> _ABOUT THIS EXERCISE_: All lines from the one containing "Target: sunlight patch on carpet" down to the one containing "Target: pleated valance", both ends included, are to be given again exactly; omit the rest of the listing below.

> _THE DATA_:

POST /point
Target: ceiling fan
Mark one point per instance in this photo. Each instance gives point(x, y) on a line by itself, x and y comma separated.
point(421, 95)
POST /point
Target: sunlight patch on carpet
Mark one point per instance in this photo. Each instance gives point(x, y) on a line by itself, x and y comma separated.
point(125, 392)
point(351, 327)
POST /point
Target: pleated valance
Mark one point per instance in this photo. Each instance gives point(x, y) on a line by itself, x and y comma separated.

> _WRITTEN ANSWER_:
Target: sunlight patch on carpet
Mark one point per instance in this photo. Each instance gives point(x, y) on a line by itself, x and y comma separated.
point(125, 392)
point(351, 327)
POST /point
Target: pleated valance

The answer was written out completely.